> [Written request]:
Set down the lines below exactly, beginning with the first line and continuing through the line that contains "Query: church spire", both ends included. Omit the pictures from your answer.
╭─ Records to use
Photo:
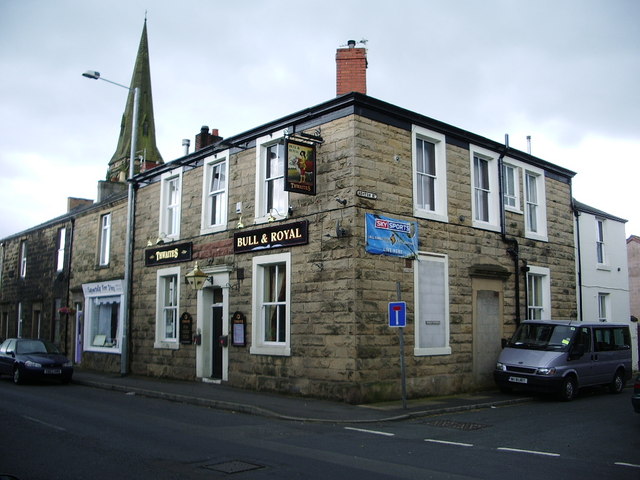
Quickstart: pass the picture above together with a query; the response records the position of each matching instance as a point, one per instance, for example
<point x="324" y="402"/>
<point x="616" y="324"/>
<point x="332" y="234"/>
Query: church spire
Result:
<point x="147" y="155"/>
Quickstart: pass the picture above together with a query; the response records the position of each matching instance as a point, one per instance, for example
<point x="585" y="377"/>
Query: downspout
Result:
<point x="514" y="249"/>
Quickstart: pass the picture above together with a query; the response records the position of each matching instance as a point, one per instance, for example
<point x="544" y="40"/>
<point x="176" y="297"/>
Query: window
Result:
<point x="603" y="301"/>
<point x="271" y="304"/>
<point x="62" y="234"/>
<point x="432" y="305"/>
<point x="538" y="293"/>
<point x="429" y="174"/>
<point x="271" y="199"/>
<point x="214" y="194"/>
<point x="103" y="316"/>
<point x="105" y="239"/>
<point x="168" y="303"/>
<point x="23" y="259"/>
<point x="600" y="242"/>
<point x="510" y="187"/>
<point x="170" y="204"/>
<point x="535" y="206"/>
<point x="485" y="201"/>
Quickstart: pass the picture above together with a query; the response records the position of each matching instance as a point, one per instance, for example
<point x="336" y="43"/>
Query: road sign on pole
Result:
<point x="397" y="314"/>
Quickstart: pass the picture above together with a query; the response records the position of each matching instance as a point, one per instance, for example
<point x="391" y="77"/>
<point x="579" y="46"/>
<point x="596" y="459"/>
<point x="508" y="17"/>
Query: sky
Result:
<point x="565" y="72"/>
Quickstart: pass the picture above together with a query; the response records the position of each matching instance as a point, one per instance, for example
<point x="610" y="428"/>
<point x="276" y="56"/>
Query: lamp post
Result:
<point x="128" y="254"/>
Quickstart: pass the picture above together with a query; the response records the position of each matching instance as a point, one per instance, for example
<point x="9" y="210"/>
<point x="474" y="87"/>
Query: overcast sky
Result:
<point x="566" y="72"/>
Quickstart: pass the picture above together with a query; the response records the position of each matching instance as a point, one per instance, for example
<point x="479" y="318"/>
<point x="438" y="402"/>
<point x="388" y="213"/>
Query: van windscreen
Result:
<point x="542" y="336"/>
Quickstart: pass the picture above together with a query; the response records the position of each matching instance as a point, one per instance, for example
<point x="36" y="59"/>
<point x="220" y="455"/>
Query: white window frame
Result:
<point x="23" y="258"/>
<point x="163" y="276"/>
<point x="262" y="214"/>
<point x="543" y="274"/>
<point x="510" y="171"/>
<point x="62" y="238"/>
<point x="491" y="190"/>
<point x="422" y="303"/>
<point x="167" y="178"/>
<point x="539" y="203"/>
<point x="258" y="345"/>
<point x="439" y="210"/>
<point x="221" y="194"/>
<point x="104" y="248"/>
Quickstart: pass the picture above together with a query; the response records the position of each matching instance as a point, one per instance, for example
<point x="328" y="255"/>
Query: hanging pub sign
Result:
<point x="300" y="175"/>
<point x="388" y="236"/>
<point x="277" y="236"/>
<point x="164" y="254"/>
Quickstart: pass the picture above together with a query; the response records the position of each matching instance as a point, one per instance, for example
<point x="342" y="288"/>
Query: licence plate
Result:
<point x="517" y="379"/>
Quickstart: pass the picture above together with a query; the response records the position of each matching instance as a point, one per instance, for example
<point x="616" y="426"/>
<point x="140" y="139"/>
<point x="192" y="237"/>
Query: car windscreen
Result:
<point x="542" y="336"/>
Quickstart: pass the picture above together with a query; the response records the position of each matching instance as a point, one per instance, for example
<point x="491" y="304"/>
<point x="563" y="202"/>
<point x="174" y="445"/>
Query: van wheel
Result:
<point x="617" y="385"/>
<point x="568" y="389"/>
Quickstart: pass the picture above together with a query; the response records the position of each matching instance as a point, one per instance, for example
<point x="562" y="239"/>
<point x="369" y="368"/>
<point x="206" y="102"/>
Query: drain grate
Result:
<point x="234" y="466"/>
<point x="457" y="425"/>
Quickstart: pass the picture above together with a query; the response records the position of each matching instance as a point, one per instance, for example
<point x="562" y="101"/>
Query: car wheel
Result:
<point x="568" y="389"/>
<point x="17" y="376"/>
<point x="617" y="385"/>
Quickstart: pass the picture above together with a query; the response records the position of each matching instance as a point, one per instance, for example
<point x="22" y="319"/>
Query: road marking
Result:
<point x="533" y="452"/>
<point x="55" y="427"/>
<point x="431" y="440"/>
<point x="375" y="432"/>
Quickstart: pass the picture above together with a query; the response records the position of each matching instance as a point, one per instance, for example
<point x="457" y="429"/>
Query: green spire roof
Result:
<point x="147" y="152"/>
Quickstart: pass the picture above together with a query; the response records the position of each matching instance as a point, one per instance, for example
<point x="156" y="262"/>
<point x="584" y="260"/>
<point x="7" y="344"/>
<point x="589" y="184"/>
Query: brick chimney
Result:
<point x="204" y="138"/>
<point x="351" y="69"/>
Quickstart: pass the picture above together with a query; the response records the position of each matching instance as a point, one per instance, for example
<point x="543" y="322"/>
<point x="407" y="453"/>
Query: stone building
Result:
<point x="305" y="228"/>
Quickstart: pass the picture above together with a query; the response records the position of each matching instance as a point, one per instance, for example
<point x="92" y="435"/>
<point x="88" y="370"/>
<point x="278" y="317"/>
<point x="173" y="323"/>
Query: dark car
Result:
<point x="30" y="359"/>
<point x="635" y="398"/>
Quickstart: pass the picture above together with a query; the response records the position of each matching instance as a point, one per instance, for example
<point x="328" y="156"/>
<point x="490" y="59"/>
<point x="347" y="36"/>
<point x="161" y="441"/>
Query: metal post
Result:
<point x="128" y="261"/>
<point x="402" y="366"/>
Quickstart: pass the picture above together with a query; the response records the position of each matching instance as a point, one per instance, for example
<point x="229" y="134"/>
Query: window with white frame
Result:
<point x="432" y="305"/>
<point x="600" y="250"/>
<point x="214" y="193"/>
<point x="538" y="293"/>
<point x="167" y="307"/>
<point x="105" y="239"/>
<point x="603" y="302"/>
<point x="22" y="266"/>
<point x="103" y="316"/>
<point x="511" y="188"/>
<point x="429" y="174"/>
<point x="535" y="205"/>
<point x="271" y="199"/>
<point x="485" y="200"/>
<point x="62" y="236"/>
<point x="271" y="305"/>
<point x="170" y="204"/>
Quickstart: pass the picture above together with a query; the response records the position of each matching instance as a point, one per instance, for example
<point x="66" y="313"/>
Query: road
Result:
<point x="70" y="432"/>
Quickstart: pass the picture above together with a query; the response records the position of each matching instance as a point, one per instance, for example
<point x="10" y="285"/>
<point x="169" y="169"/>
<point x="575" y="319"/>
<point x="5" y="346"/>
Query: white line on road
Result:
<point x="55" y="427"/>
<point x="431" y="440"/>
<point x="533" y="452"/>
<point x="375" y="432"/>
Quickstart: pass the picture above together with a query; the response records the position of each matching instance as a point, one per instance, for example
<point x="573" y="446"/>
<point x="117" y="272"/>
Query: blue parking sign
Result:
<point x="397" y="314"/>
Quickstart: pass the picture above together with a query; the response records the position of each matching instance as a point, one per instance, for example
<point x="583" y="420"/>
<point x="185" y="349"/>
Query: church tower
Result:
<point x="147" y="154"/>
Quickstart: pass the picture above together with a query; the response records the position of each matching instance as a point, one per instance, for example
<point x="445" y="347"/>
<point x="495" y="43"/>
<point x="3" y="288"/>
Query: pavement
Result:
<point x="284" y="407"/>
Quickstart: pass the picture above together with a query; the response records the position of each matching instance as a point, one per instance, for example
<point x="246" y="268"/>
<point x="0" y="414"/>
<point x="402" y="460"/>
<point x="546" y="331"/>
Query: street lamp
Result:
<point x="128" y="254"/>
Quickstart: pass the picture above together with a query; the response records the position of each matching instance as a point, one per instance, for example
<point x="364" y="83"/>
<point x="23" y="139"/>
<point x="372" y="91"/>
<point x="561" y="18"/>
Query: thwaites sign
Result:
<point x="268" y="238"/>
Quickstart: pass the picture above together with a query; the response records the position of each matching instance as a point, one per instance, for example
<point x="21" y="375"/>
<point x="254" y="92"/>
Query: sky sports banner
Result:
<point x="388" y="236"/>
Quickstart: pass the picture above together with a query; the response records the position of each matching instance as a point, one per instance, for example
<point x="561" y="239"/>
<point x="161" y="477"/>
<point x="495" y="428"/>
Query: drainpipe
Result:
<point x="514" y="248"/>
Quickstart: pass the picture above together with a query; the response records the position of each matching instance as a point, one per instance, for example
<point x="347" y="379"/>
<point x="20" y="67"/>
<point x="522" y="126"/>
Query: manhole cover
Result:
<point x="457" y="425"/>
<point x="234" y="466"/>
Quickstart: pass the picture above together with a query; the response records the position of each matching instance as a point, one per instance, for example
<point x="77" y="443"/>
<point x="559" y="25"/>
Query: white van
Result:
<point x="561" y="357"/>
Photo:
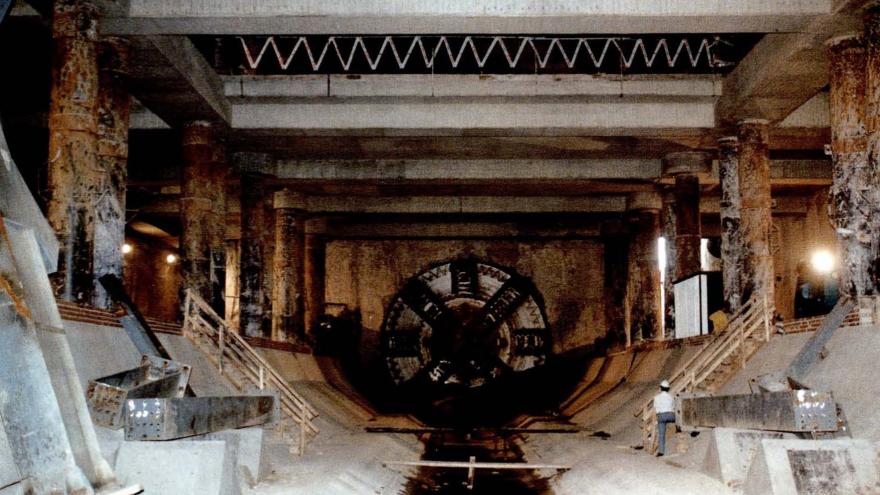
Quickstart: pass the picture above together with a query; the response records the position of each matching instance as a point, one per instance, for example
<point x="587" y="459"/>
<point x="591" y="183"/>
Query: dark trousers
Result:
<point x="662" y="420"/>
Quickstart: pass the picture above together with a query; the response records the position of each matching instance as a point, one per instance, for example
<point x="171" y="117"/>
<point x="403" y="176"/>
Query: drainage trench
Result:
<point x="483" y="446"/>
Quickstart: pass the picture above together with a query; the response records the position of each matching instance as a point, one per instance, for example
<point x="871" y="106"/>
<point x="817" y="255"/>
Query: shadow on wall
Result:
<point x="151" y="278"/>
<point x="569" y="273"/>
<point x="466" y="389"/>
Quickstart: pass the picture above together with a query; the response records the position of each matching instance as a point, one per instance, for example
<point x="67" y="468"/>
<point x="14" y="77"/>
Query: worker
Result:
<point x="664" y="407"/>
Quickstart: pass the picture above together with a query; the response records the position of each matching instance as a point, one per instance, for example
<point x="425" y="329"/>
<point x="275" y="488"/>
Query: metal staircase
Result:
<point x="244" y="367"/>
<point x="716" y="362"/>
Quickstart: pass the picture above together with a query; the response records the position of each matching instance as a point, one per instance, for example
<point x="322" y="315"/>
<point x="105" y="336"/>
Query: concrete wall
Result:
<point x="794" y="239"/>
<point x="150" y="281"/>
<point x="365" y="274"/>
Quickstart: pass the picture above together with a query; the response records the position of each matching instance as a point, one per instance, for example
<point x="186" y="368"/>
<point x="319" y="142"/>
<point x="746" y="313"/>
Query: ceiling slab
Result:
<point x="462" y="16"/>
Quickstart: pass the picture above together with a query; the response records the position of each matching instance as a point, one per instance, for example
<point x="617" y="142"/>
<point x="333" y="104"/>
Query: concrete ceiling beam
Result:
<point x="460" y="16"/>
<point x="785" y="70"/>
<point x="609" y="116"/>
<point x="250" y="88"/>
<point x="173" y="80"/>
<point x="464" y="170"/>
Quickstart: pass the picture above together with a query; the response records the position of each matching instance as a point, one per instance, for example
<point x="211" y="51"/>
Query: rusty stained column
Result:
<point x="667" y="224"/>
<point x="74" y="173"/>
<point x="288" y="263"/>
<point x="114" y="109"/>
<point x="256" y="246"/>
<point x="615" y="247"/>
<point x="731" y="233"/>
<point x="219" y="170"/>
<point x="756" y="214"/>
<point x="197" y="209"/>
<point x="314" y="274"/>
<point x="872" y="129"/>
<point x="686" y="167"/>
<point x="642" y="315"/>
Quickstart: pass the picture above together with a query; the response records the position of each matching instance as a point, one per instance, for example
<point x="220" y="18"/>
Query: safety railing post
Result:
╰─
> [Completed exercise]:
Photo:
Quickstart: pass the picture above together with a query; the response records the position of each matching instance as a point, one per instance, for example
<point x="324" y="402"/>
<point x="616" y="324"/>
<point x="332" y="234"/>
Query: church spire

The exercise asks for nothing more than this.